> WORK REQUIRED
Everything in the records below from the line containing "Target: black cord necklace" through the line containing "Target: earlobe" is to be reproduced exactly, those two lines included; no picture is to be copied.

>>

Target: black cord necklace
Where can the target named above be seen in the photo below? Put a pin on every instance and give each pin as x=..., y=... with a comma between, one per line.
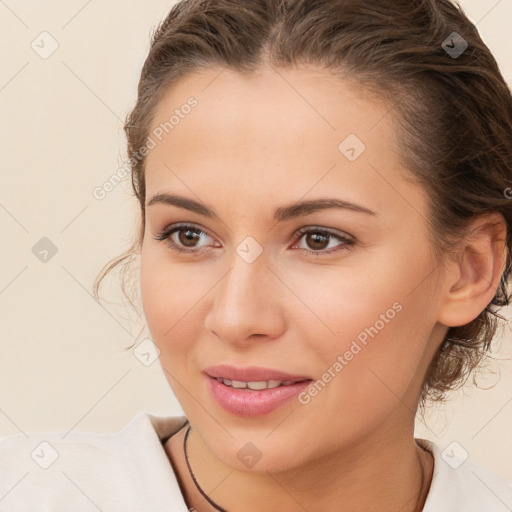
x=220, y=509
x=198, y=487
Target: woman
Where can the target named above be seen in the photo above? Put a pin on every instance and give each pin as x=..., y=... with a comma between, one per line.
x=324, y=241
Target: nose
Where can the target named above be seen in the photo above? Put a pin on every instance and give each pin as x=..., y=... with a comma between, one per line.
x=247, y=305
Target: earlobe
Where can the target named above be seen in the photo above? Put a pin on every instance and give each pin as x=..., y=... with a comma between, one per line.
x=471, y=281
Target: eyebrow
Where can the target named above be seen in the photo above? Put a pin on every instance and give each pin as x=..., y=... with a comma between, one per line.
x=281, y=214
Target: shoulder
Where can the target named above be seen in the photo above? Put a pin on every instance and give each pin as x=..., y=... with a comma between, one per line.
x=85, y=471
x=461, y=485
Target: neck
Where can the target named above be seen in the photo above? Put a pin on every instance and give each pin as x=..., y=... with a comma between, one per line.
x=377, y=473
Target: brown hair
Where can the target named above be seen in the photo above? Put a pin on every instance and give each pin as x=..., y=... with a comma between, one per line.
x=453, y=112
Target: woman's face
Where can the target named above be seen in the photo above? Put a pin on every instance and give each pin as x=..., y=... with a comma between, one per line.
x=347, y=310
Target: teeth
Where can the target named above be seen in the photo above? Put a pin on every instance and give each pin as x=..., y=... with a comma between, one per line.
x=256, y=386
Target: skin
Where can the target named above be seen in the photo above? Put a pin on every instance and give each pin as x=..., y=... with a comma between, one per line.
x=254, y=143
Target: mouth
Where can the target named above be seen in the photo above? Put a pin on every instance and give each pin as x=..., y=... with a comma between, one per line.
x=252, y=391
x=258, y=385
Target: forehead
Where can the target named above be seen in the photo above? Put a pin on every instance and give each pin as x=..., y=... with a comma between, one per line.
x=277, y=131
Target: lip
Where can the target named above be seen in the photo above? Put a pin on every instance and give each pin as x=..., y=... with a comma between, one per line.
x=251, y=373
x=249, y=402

<<
>>

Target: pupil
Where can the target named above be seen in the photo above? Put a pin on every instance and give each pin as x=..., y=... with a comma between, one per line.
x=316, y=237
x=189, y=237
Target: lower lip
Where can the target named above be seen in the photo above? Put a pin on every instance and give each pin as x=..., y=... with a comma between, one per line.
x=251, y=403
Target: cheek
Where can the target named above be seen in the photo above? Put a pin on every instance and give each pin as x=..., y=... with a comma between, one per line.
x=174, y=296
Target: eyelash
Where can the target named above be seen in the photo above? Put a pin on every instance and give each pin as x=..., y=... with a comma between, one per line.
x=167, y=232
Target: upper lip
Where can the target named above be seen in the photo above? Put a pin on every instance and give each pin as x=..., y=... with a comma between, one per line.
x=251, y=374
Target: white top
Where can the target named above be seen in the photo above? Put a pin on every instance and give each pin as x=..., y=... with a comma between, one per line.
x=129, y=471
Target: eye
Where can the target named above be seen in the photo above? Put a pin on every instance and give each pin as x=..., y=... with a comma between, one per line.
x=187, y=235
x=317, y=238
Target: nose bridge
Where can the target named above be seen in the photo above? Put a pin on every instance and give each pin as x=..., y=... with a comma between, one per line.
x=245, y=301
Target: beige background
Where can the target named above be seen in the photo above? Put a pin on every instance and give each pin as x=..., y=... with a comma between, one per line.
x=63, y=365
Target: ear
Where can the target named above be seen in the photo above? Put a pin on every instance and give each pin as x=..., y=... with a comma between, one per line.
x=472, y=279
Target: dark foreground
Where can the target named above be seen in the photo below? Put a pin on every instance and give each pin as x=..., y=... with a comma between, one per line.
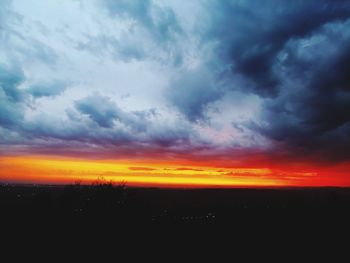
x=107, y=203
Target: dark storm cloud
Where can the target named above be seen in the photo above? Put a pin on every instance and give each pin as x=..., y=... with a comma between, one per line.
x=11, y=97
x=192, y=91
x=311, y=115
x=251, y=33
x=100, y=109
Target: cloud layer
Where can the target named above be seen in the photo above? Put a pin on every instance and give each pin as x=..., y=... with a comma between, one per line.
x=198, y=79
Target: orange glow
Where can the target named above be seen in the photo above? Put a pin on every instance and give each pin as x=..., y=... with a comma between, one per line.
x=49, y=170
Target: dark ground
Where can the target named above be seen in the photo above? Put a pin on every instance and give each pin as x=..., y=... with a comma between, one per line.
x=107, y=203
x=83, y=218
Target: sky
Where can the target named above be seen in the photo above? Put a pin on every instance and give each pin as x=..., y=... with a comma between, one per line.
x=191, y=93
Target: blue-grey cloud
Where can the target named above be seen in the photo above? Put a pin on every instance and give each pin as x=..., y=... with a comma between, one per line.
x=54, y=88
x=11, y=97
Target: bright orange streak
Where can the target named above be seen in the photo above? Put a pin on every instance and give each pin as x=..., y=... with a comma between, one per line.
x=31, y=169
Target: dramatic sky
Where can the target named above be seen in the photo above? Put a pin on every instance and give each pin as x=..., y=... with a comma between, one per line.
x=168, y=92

<<

> RESULT OF THE EXERCISE
Target: black cord necklace
Where can the target named above be seen in the photo below? Put a pin on every instance and give each pin as x=..., y=... with a comma between, one per line.
x=220, y=509
x=198, y=487
Target: woman
Where can the target named above be seen in the photo above? Put a pin on every instance and give each pin as x=..., y=... with a comma between, one per line.
x=324, y=241
Target: nose
Where can the target named above be seen in the photo above? Put a pin on every instance and give each pin as x=..., y=... with a comma between, one per line.
x=247, y=305
Target: earlobe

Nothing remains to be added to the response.